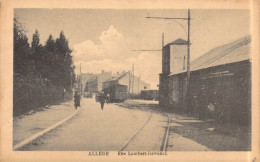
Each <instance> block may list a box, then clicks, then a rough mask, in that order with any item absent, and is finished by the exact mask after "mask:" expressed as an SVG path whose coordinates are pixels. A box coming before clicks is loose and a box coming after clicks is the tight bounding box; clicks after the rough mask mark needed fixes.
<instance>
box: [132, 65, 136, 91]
mask: <svg viewBox="0 0 260 162" xmlns="http://www.w3.org/2000/svg"><path fill="white" fill-rule="evenodd" d="M132 70H133V76H132V77H133V80H132V94H134V82H135V64H133V69H132Z"/></svg>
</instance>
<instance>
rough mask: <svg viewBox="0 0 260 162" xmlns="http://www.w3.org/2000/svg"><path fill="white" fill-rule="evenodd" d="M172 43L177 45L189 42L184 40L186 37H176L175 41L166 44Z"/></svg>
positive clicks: (184, 44) (183, 43) (187, 43)
mask: <svg viewBox="0 0 260 162" xmlns="http://www.w3.org/2000/svg"><path fill="white" fill-rule="evenodd" d="M172 44H177V45H187V44H188V41H186V40H184V39H181V38H179V39H176V40H175V41H173V42H171V43H168V44H167V45H166V46H168V45H172Z"/></svg>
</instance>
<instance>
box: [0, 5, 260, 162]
mask: <svg viewBox="0 0 260 162" xmlns="http://www.w3.org/2000/svg"><path fill="white" fill-rule="evenodd" d="M11 11H12V12H13V15H12V17H11V18H10V24H11V26H9V28H10V30H12V35H9V36H8V37H10V38H9V39H10V40H11V41H12V52H13V53H12V56H11V58H12V60H11V61H12V62H10V63H8V64H10V65H12V66H11V69H10V71H11V73H10V74H11V75H10V76H11V77H12V78H11V80H12V82H9V84H10V85H11V87H12V89H11V90H10V89H9V90H8V91H10V93H11V94H12V99H11V106H8V107H10V110H9V111H10V113H11V118H10V119H9V120H8V121H9V122H8V123H11V125H10V126H11V128H10V129H11V134H9V135H10V142H11V150H10V151H11V152H12V154H19V155H20V156H21V155H23V154H24V153H26V154H28V153H30V154H33V153H36V154H38V153H39V154H42V155H43V154H45V152H47V153H48V152H50V151H51V152H55V151H59V152H63V151H65V152H64V154H67V155H66V156H68V155H69V154H70V153H72V152H70V151H73V152H75V151H76V152H75V153H77V152H83V153H84V155H85V156H86V157H102V158H105V157H107V158H109V157H110V156H113V157H114V156H116V157H120V158H121V157H125V158H127V157H138V156H140V157H155V158H159V157H161V158H163V157H166V156H169V155H172V154H174V153H176V154H178V153H184V154H183V155H185V153H186V154H187V155H188V153H192V154H193V153H212V152H213V153H214V152H215V153H216V155H217V154H218V153H228V152H236V153H238V154H241V155H242V154H243V153H249V154H248V155H247V156H249V157H250V159H248V161H257V160H259V159H257V158H256V157H254V158H253V159H251V155H250V152H251V151H252V150H253V146H254V143H253V141H254V140H253V139H254V138H256V137H255V131H256V130H258V129H253V128H255V127H254V124H256V123H254V122H253V115H254V114H255V113H254V112H258V111H259V110H258V109H259V107H258V104H254V101H253V98H254V97H255V96H257V94H256V95H255V96H254V94H253V92H255V91H254V90H256V89H254V88H252V86H253V82H254V81H256V80H254V79H253V78H256V76H255V75H254V71H253V68H252V67H253V66H254V65H253V60H254V58H253V57H254V56H256V54H255V53H254V52H253V50H254V49H253V44H254V42H253V40H254V39H253V37H254V35H253V32H252V28H253V27H252V10H250V9H246V8H234V9H233V8H215V9H214V8H192V7H191V8H176V9H175V8H172V9H171V8H165V9H164V8H159V7H158V8H109V7H107V8H74V7H73V8H62V7H60V8H59V7H53V8H52V7H43V8H42V7H20V8H19V7H15V8H13V9H12V10H11ZM2 40H3V39H1V42H2ZM9 55H10V54H9ZM257 56H258V54H257ZM2 70H3V69H1V71H2ZM258 70H259V69H258ZM257 77H258V76H257ZM257 79H258V78H257ZM11 80H10V81H11ZM1 93H2V92H1ZM258 97H259V96H258ZM9 99H10V98H9ZM255 115H257V114H255ZM258 115H259V114H258ZM258 118H259V116H258V117H257V120H256V121H258ZM254 121H255V120H254ZM258 127H259V126H258ZM2 128H4V127H2ZM2 128H1V130H2ZM258 133H259V132H258ZM256 142H259V141H258V140H256ZM255 144H256V145H257V143H255ZM2 150H3V149H2ZM66 152H67V153H66ZM187 155H186V156H187ZM205 155H206V154H205ZM245 155H246V154H245ZM71 156H72V154H71ZM188 156H189V155H188ZM193 156H194V155H193ZM49 158H51V157H49ZM5 160H6V159H5ZM74 160H76V159H74ZM96 160H97V159H96ZM103 160H104V159H103ZM110 160H111V159H110ZM208 160H209V159H208ZM25 161H26V160H25Z"/></svg>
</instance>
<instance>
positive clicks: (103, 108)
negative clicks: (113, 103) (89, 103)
mask: <svg viewBox="0 0 260 162" xmlns="http://www.w3.org/2000/svg"><path fill="white" fill-rule="evenodd" d="M105 101H106V96H105V94H104V93H102V92H101V93H100V96H99V102H100V105H101V110H103V109H104V103H105Z"/></svg>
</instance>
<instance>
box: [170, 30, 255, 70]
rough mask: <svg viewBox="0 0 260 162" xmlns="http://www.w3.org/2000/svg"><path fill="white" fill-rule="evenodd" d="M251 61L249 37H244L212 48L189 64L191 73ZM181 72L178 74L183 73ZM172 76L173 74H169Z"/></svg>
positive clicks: (249, 37)
mask: <svg viewBox="0 0 260 162" xmlns="http://www.w3.org/2000/svg"><path fill="white" fill-rule="evenodd" d="M250 59H251V36H250V35H247V36H244V37H242V38H240V39H238V40H236V41H233V42H231V43H228V44H225V45H222V46H219V47H216V48H213V49H212V50H210V51H209V52H207V53H205V54H204V55H202V56H200V57H199V58H197V59H195V60H194V61H192V62H191V66H190V68H191V71H195V70H199V69H204V68H208V67H213V66H218V65H224V64H229V63H234V62H240V61H244V60H250ZM185 71H186V70H183V71H181V72H180V73H183V72H185ZM170 75H174V74H170Z"/></svg>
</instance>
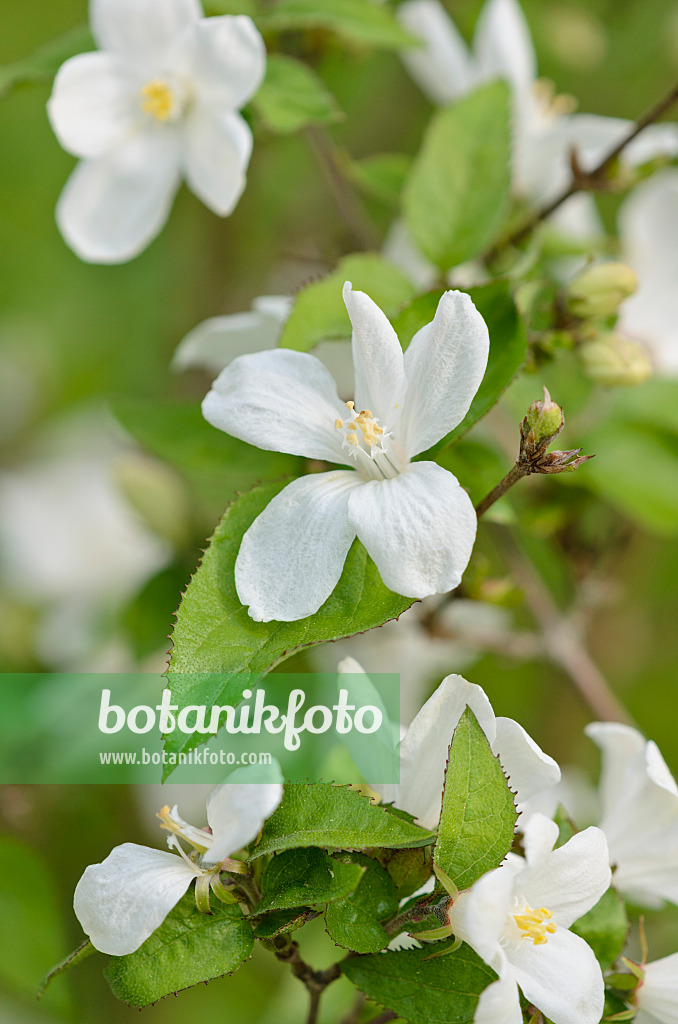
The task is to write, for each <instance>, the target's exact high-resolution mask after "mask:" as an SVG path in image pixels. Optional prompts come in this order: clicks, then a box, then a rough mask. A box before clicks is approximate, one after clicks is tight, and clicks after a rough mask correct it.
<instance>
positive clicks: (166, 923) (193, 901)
mask: <svg viewBox="0 0 678 1024" xmlns="http://www.w3.org/2000/svg"><path fill="white" fill-rule="evenodd" d="M253 948H254V938H253V935H252V927H251V926H250V925H249V923H248V922H247V920H246V919H245V918H244V916H243V911H242V910H241V908H240V906H224V905H223V904H221V903H217V901H216V900H215V901H214V906H213V907H212V913H211V914H206V913H201V912H200V910H199V909H198V907H197V906H196V898H195V895H194V893H193V891H190V892H188V893H186V895H185V896H184V897H183V898H182V899H181V900H180V901H179V902H178V903H177V905H176V906H175V907H174V909H173V910H171V911H170V913H169V914H168V915H167V918H166V919H165V921H164V922H163V924H162V925H161V926H160V928H159V929H157V930H156V931H155V932H154V933H153V935H152V936H151V937H150V938H147V939H146V941H145V942H144V943H143V945H141V946H139V948H138V949H137V950H135V952H133V953H130V954H129V955H128V956H112V957H111V961H110V963H109V966H108V968H107V969H105V971H104V974H105V977H107V979H108V982H109V984H110V985H111V988H112V989H113V991H114V993H115V994H116V995H117V996H118V998H120V999H123V1000H124V1001H125V1002H128V1004H129V1005H130V1006H132V1007H147V1006H149V1004H151V1002H155V1001H156V1000H157V999H162V998H163V996H165V995H169V994H170V992H175V991H178V990H179V989H182V988H189V987H190V986H192V985H199V984H200V983H201V982H202V981H210V980H211V979H212V978H218V977H220V976H221V975H224V974H232V973H234V971H237V970H238V968H239V967H240V966H241V964H242V963H243V962H244V961H246V959H247V958H248V957H249V956H250V955H251V954H252V949H253Z"/></svg>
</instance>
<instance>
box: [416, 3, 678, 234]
mask: <svg viewBox="0 0 678 1024" xmlns="http://www.w3.org/2000/svg"><path fill="white" fill-rule="evenodd" d="M397 11H398V17H399V18H400V20H401V22H402V24H404V25H405V27H406V28H407V29H408V30H409V31H410V32H412V33H413V35H416V36H419V37H420V38H421V39H422V40H423V41H424V46H423V47H419V48H412V49H409V50H406V51H404V54H402V59H404V60H405V62H406V65H407V67H408V70H409V71H410V73H411V75H412V76H413V78H414V79H415V80H416V81H417V83H418V84H419V85H420V86H421V88H422V90H423V91H424V92H425V93H426V94H427V95H428V96H429V97H430V98H431V99H432V100H433V102H436V103H448V102H450V101H451V100H453V99H456V98H457V97H459V96H462V95H464V94H466V93H468V92H471V91H472V90H473V89H475V88H477V86H478V85H479V84H480V83H482V82H488V81H491V80H492V79H495V78H504V79H506V80H507V81H508V82H509V84H510V85H511V88H512V92H513V101H514V120H513V178H514V185H515V189H516V191H517V193H518V194H519V195H520V196H523V197H524V198H525V199H526V200H528V201H529V202H531V203H535V204H541V203H548V202H550V200H552V199H553V198H554V197H555V196H557V195H558V193H560V191H561V190H562V189H563V188H564V187H565V186H566V185H567V182H568V181H569V179H570V176H571V169H570V154H571V151H573V148H576V150H577V153H578V155H579V158H580V163H581V165H582V167H583V168H584V169H585V170H586V169H587V168H592V167H594V166H595V165H596V164H597V163H598V162H599V161H600V159H602V157H604V156H605V154H606V153H607V152H608V151H609V150H611V148H612V146H615V145H616V144H617V143H618V142H619V141H621V140H622V138H624V136H625V135H626V134H627V133H628V132H629V131H630V129H631V127H632V126H631V123H630V122H628V121H624V120H623V119H621V118H608V117H601V116H598V115H593V114H573V113H571V112H573V110H574V103H573V101H571V99H570V97H560V96H554V95H553V91H552V89H551V88H550V86H549V83H546V82H544V81H543V80H538V78H537V56H536V53H535V49H534V46H533V42H532V38H531V35H529V28H528V26H527V23H526V22H525V18H524V15H523V13H522V10H521V9H520V6H519V4H518V3H517V0H486V2H485V4H484V6H483V8H482V10H481V12H480V16H479V18H478V22H477V26H476V29H475V36H474V39H473V45H472V47H471V48H470V49H469V47H468V46H467V45H466V42H465V41H464V39H463V38H462V36H461V35H460V33H459V32H458V30H457V28H456V26H455V25H454V23H453V20H452V18H451V17H450V16H449V14H448V13H447V11H446V10H444V8H443V7H442V5H441V4H440V3H439V0H407V2H406V3H404V4H401V5H400V6H399V7H398V9H397ZM676 153H678V128H677V127H676V126H675V125H668V124H666V125H651V126H650V127H649V128H647V129H646V130H645V131H644V132H643V133H642V134H641V135H640V136H639V137H638V138H637V139H636V140H634V142H632V143H631V144H630V145H628V146H627V147H626V148H625V151H624V153H623V155H622V158H621V159H622V160H624V161H625V162H627V163H628V164H630V165H632V166H635V165H637V164H642V163H645V162H646V161H648V160H650V159H652V158H653V157H656V156H660V155H666V156H674V155H675V154H676ZM555 219H556V220H557V221H558V222H559V223H560V225H561V226H562V227H563V228H564V229H566V230H567V231H568V232H570V233H573V234H580V236H584V237H588V236H590V234H592V233H597V231H598V230H599V221H598V218H597V214H596V212H595V206H594V204H593V201H592V199H591V198H590V197H589V196H586V195H584V194H580V195H578V196H574V197H571V198H570V199H569V200H568V201H567V202H566V203H564V204H563V206H562V207H561V209H560V210H559V211H558V212H557V214H556V215H555Z"/></svg>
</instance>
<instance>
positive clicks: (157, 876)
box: [73, 769, 283, 956]
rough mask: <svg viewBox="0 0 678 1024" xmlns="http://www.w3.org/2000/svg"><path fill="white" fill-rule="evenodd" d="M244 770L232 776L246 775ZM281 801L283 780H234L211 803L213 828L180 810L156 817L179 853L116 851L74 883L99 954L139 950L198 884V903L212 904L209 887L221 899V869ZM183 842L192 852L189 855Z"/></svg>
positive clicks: (89, 867) (171, 846) (113, 955)
mask: <svg viewBox="0 0 678 1024" xmlns="http://www.w3.org/2000/svg"><path fill="white" fill-rule="evenodd" d="M246 774H247V769H239V771H237V772H234V774H232V775H231V776H230V777H231V779H234V780H235V779H236V778H237V777H238V778H243V777H245V775H246ZM282 799H283V786H282V784H281V783H280V782H267V783H258V784H252V783H248V782H242V781H230V782H226V783H225V784H223V785H219V786H217V787H216V790H214V791H213V792H212V794H211V795H210V797H209V798H208V800H207V820H208V824H209V828H208V829H204V828H196V827H195V826H194V825H190V824H188V823H187V822H186V821H184V820H183V818H181V817H179V814H178V811H177V808H176V807H174V808H172V810H170V808H169V807H168V806H166V807H164V808H163V809H162V811H160V813H159V814H158V817H159V818H160V820H161V822H162V824H161V827H162V828H166V829H167V830H168V831H169V834H170V835H169V836H168V838H167V845H168V846H169V848H170V850H174V851H175V852H176V853H178V854H179V856H178V857H177V856H175V855H174V854H173V853H163V852H162V851H161V850H152V849H150V848H149V847H145V846H138V845H137V844H136V843H124V844H123V845H122V846H117V847H116V848H115V849H114V850H113V851H112V852H111V853H110V854H109V856H108V857H107V858H105V860H103V861H102V862H101V863H100V864H90V866H89V867H87V868H86V869H85V872H84V874H83V876H82V878H81V879H80V882H79V883H78V885H77V886H76V891H75V895H74V901H73V902H74V908H75V911H76V916H77V918H78V921H79V922H80V924H81V925H82V927H83V929H84V931H85V933H86V934H87V935H88V936H89V938H90V941H91V943H92V945H93V946H94V948H95V949H98V950H100V952H103V953H111V954H112V955H113V956H124V955H126V954H127V953H131V952H134V950H135V949H138V947H139V946H140V945H141V943H142V942H145V940H146V939H147V938H149V936H150V935H152V934H153V933H154V932H155V931H156V929H157V928H159V927H160V925H162V923H163V921H164V920H165V918H166V916H167V914H168V913H169V911H170V910H171V909H172V907H173V906H174V905H175V904H176V903H177V902H178V901H179V900H180V899H181V897H182V896H183V894H184V893H185V891H186V889H187V888H188V886H189V885H190V883H192V881H193V880H194V879H196V896H197V899H198V900H199V905H201V906H202V907H205V901H206V900H207V905H209V889H210V887H211V888H212V890H213V891H214V892H215V894H216V895H217V897H218V896H219V894H220V892H221V890H222V888H223V887H222V886H221V883H220V881H219V865H220V864H222V862H223V861H224V860H225V859H226V858H227V857H229V855H230V854H231V853H236V852H237V851H238V850H240V849H241V848H242V847H244V846H247V844H248V843H251V842H252V840H253V839H255V838H256V836H257V835H258V833H259V830H260V828H261V826H262V825H263V823H264V821H265V820H266V818H267V817H269V815H271V814H272V813H273V811H274V810H276V808H277V807H278V805H279V804H280V802H281V800H282ZM179 840H183V841H184V842H185V843H187V844H188V845H189V846H190V847H192V848H193V853H192V855H190V856H188V855H187V854H186V853H185V851H184V850H183V848H182V846H181V844H180V842H179Z"/></svg>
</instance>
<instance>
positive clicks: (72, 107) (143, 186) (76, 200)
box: [48, 0, 266, 263]
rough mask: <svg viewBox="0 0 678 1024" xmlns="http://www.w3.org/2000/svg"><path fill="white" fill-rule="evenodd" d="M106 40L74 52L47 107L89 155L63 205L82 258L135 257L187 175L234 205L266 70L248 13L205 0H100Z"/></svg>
mask: <svg viewBox="0 0 678 1024" xmlns="http://www.w3.org/2000/svg"><path fill="white" fill-rule="evenodd" d="M90 20H91V28H92V34H93V36H94V39H95V41H96V43H97V44H98V46H99V47H100V50H98V51H96V52H93V53H81V54H80V55H78V56H75V57H72V58H71V59H70V60H67V61H66V63H65V65H63V66H62V67H61V69H60V70H59V72H58V74H57V75H56V79H55V81H54V89H53V92H52V95H51V98H50V100H49V103H48V114H49V119H50V122H51V125H52V128H53V129H54V131H55V133H56V135H57V137H58V140H59V142H60V143H61V145H62V146H63V148H65V150H67V151H68V152H69V153H72V154H73V155H74V156H76V157H81V158H82V162H81V163H80V164H79V165H78V167H77V168H76V169H75V171H74V172H73V174H72V176H71V178H70V179H69V181H68V183H67V185H66V187H65V189H63V191H62V194H61V197H60V199H59V201H58V204H57V208H56V219H57V222H58V226H59V229H60V231H61V233H62V234H63V238H65V239H66V241H67V242H68V244H69V245H70V246H71V248H72V249H73V250H74V251H75V252H76V253H77V254H78V255H79V256H80V257H82V259H84V260H88V261H90V262H94V263H119V262H122V261H124V260H128V259H131V258H132V257H133V256H136V255H137V253H139V252H141V250H142V249H143V248H144V247H145V246H146V245H147V244H149V243H150V242H151V241H152V239H154V238H155V236H156V234H157V233H158V232H159V231H160V230H161V228H162V227H163V225H164V223H165V221H166V219H167V217H168V214H169V211H170V208H171V205H172V201H173V199H174V195H175V193H176V190H177V188H178V186H179V183H180V181H181V177H182V176H183V177H185V180H186V182H187V184H188V187H189V188H190V189H192V190H193V191H194V193H195V194H196V196H198V197H199V198H200V199H201V200H202V201H203V202H204V203H205V204H206V205H207V206H208V207H209V208H210V209H211V210H213V211H214V212H215V213H217V214H219V215H220V216H226V215H227V214H228V213H230V212H231V210H232V209H234V207H235V206H236V204H237V202H238V200H239V199H240V196H241V194H242V191H243V189H244V187H245V171H246V169H247V165H248V163H249V160H250V155H251V152H252V132H251V131H250V128H249V127H248V125H247V123H246V122H245V121H244V120H243V118H242V117H241V116H240V114H239V113H238V112H239V110H240V109H241V108H242V106H243V105H244V104H245V103H246V102H247V100H248V99H249V98H250V97H251V96H252V95H253V94H254V93H255V92H256V90H257V89H258V87H259V85H260V84H261V81H262V79H263V75H264V71H265V62H266V57H265V48H264V45H263V41H262V39H261V36H260V35H259V33H258V32H257V30H256V28H255V27H254V24H253V22H252V20H251V19H250V18H249V17H247V16H244V15H243V16H241V15H239V16H236V17H229V16H225V15H224V16H222V17H209V18H206V17H204V16H203V10H202V8H201V6H200V0H91V9H90Z"/></svg>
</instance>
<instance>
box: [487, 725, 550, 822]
mask: <svg viewBox="0 0 678 1024" xmlns="http://www.w3.org/2000/svg"><path fill="white" fill-rule="evenodd" d="M493 750H494V751H495V754H497V755H498V757H499V759H500V761H501V763H502V766H503V768H504V771H505V772H506V774H507V775H508V777H509V779H510V782H511V788H512V790H516V791H517V797H516V800H517V801H518V803H523V802H524V801H525V800H529V798H531V797H534V796H535V794H537V793H541V792H542V791H543V790H549V788H550V787H551V786H553V785H557V784H558V782H559V781H560V768H559V767H558V765H557V764H556V762H555V761H554V760H553V758H550V757H549V756H548V754H544V752H543V751H542V750H541V749H540V748H539V746H538V745H537V743H536V742H535V740H534V739H533V738H532V736H529V735H528V734H527V733H526V732H525V730H524V729H523V728H522V726H521V725H518V723H517V722H514V721H513V719H511V718H498V719H497V741H496V743H495V745H494V748H493Z"/></svg>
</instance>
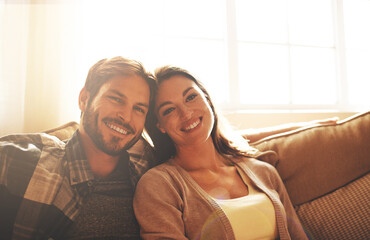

━━━━━━━━━━━━━━━━━━━━

Problem statement
The answer must consist of every line from the entries above that contains the string "tight".

Answer to the problem
Each <instance> block may list a box, then clicks, then a rough mask, in that order with any item absent, and is finished by the exact mask after "mask:" expressed as an SVG path whose coordinates are pixels. A box coming before clicks is loose and a box coming after clicks is the tight bounding box; clicks after the rough mask mark needed fixes.
The task is to write, for each <instance>, the target's exact high-resolution mask after "mask:" as an SVG path in image pixels. Optional prompts come in this order: clicks, then a box, then a rough mask. A box before clicks is approximate, one after clicks is tight, and clicks after a rough mask correct it.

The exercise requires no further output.